Prompt 1: Please sum up the article about studio sitcoms below in two sentences.

Document extract:
——
2013-08-13



Count Arthur Strong has been criticised for using so-called canned laughter, but what does that actually mean? Graham Linehan and Steve Coogan explain the 'studio sitcom'

A critic at the Independent derided an early episode of Count Arthur Strong, which concludes tonight, saying: "Good radio comedy could not have sounded less funny on television, nor canned laughter more ironic." The Mail said its "only weakness" was "the overused canned laughter". Digital Spy described Ben Elton's axed The Wright Way as "an old-fashioned canned-laughter BBC sitcom"; Time Out called the "canned laughter" on ITV's camp two-hander Vicious "redundant".

My generation grew up during the three-channel 1970s "golden age" of British TV comedy, when every sitcom had audience laughter and a grateful nation chortled along. Even 1980s new wave landmarks The Young Ones and Blackadder were accompanied by studio guffaws. But the rise of more esoteric "single-camera" shows – from The Comic Strip to mockumentaries People Like Us and motherlode The Office – set a new standard for cool.

By the time I worked with Lee Mack on the development of studio sitcom Not Going Out for BBC1 in the mid-noughties, we wore the unfashionabilty of our endeavour as a badge of pride. But its success, and that of our most decorated alumnus Miranda, seems to have fanned a revival. Mrs Brown's Boys, whose development from a live show harks back to the theatricality of early TV comedy, sealed the deal: audience sitcom was back.
——
Provided data:
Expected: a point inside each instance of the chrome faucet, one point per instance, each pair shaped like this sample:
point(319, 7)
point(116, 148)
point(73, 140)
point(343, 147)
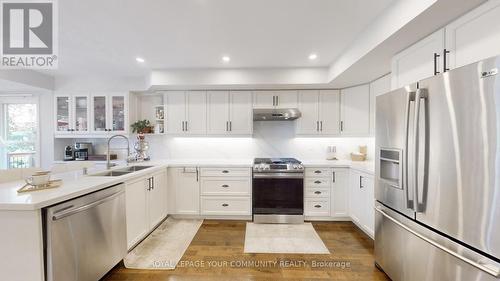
——
Prompt 2: Transcribe the lines of the row above word for word, leaving out the picture.

Worked answer 1: Critics have attacked Count Arthur Strong, The Wright Way and Vicious for their canned laughter, while audience laughter was a feature of every 1970s sitcom before single-camera shows such as The Office set a new standard for cool. The success of Not Going Out and Miranda seems to have fanned a revival, and Mrs Brown's Boys sealed the deal: audience sitcom was back.

Worked answer 2:
Expected: a point inside each instance of the chrome faucet, one point per instance, each pair shaped like this sample:
point(319, 7)
point(116, 148)
point(73, 140)
point(343, 147)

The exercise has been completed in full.